++++ Input ++++

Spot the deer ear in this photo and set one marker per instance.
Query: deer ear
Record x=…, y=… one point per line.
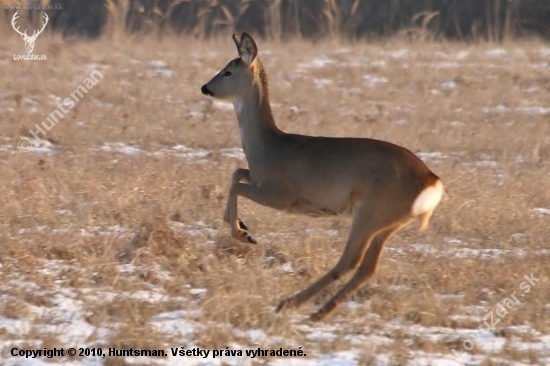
x=248, y=51
x=237, y=42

++++

* **Problem description**
Rewrite these lines with "deer ear" changed to "animal ear" everywhere and nothing else altered. Omit the pictures from your answer.

* **Correct result**
Spot the animal ear in this photo and set one marker per instance.
Query: animal ear
Record x=…, y=… one point per line.
x=248, y=51
x=237, y=42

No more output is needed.